- Passage given
When ariving at the above tracts of land as being representative of the Big Thicket of East Texas, the Big Thicket Coordinating Committee was not speaking in terms of future compromises. This 100,000-acre proposal is a bare minimum. These representative portions can be protected only if the Streamway Corridors are well established and further development on their banks permanently halted. Nothing less than the above proposed concept of a Big Thicket National Park or Area can adequately protect this beautiful region.

As concerns the various proposals presently before the National Congress, the Environmental Policy Center and Friends of the Earth are looking forward to cooperation between the members of the Texas Delegation. Specifically, we hope that the bill sponsored by Congressman Eckhardt and the bill by Congressman Brooks will receive your serious attention. Both call for the establishment of a Big Thicket National Park or Area of exactly 100,000 acres; and while Mr. Eckhardt's bill identifies the prime areas on an acre by acre basis, it should be remembered that Congressman Brooks' bill calls for streamway protection and establishment of larger ecologically unique profile units. Both bills are consistent with our recommendations.

Thank you.

Mr. TAYLOR. Mr. Archie Fullingim.

STATEMENT OF ARCHIE FULLINGIM, KOUNTZE NEWS

Mr. FULLINGIM. My name is Archie Fullingim, and I am editor of the Kountze News, a weekly newspaper published at Kountze, the county seat of Hardin County, Tex., which describes itself as "the Big Light in the Big Thicket."

I respectfully request that my statement be a part of this hearing. I favor saving a 100,000-acre block of the Big Thicket on the Pine Island watershed, which would be an acreage 12 miles square, or 144 square miles; this would be neither vast nor large in comparison with the 3 million acres that originally comprised the Big Thicket.

This part of the Big Thicket is located in what is known as the Kountze, Saratoga, Sour Lake triangle. For decades, people of the Big Thicket area have agreed that this triangle is the depth of the traditional Old Bear Thicket. I have published thousands of words about the Thicket from residents, and none has ever questioned this location. of the Thicket, and no homeowners have objected to saving it, for the simple reason that no homes are located in the triangle; some on the edges, but none in the depths of the Big Thicket. Therefore, nobody would be displaced, no homes possessed.

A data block
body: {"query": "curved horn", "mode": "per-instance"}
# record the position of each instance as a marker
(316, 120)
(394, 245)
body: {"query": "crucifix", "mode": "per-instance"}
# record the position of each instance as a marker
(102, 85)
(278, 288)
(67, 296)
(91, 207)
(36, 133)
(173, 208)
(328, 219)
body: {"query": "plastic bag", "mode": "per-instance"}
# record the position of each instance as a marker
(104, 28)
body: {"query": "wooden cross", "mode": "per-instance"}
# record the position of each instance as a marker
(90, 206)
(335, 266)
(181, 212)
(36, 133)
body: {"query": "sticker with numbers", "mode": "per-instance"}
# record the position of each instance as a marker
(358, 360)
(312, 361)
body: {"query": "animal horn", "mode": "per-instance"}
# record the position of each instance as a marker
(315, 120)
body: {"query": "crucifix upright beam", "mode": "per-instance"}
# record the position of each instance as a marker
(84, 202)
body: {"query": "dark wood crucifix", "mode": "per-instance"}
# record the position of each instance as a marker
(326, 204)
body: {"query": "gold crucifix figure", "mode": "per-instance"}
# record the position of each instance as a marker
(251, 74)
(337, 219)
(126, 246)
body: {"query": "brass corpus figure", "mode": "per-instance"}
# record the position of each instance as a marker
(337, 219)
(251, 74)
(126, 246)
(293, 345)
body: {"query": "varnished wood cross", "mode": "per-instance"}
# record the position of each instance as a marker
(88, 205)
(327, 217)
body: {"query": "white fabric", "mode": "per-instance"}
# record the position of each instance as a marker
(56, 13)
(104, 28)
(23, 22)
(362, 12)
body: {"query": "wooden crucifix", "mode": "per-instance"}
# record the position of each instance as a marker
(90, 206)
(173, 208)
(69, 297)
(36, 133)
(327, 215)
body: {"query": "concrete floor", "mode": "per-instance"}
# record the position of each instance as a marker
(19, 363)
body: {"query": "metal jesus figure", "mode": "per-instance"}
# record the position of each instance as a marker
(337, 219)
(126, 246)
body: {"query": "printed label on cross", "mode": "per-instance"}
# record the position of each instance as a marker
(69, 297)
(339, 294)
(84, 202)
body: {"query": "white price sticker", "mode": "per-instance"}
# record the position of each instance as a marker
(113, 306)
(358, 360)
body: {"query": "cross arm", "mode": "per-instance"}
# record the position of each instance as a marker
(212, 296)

- Task A
Reproduce the portion of the Big Thicket hearing text starting at "Mr. TAYLOR. Mr." and ending at "comprised the Big Thicket.".
- Task B
According to the Big Thicket hearing text, what newspaper does Archie Fullingim edit?
Work from the Big Thicket hearing text alone.

- Worked answer A
Mr. TAYLOR. Mr. Archie Fullingim.

STATEMENT OF ARCHIE FULLINGIM, KOUNTZE NEWS

Mr. FULLINGIM. My name is Archie Fullingim, and I am editor of the Kountze News, a weekly newspaper published at Kountze, the county seat of Hardin County, Tex., which describes itself as "the Big Light in the Big Thicket."

I respectfully request that my statement be a part of this hearing. I favor saving a 100,000-acre block of the Big Thicket on the Pine Island watershed, which would be an acreage 12 miles square, or 144 square miles; this would be neither vast nor large in comparison with the 3 million acres that originally comprised the Big Thicket.

- Worked answer B
The Kountze News, a weekly newspaper published at Kountze, Texas.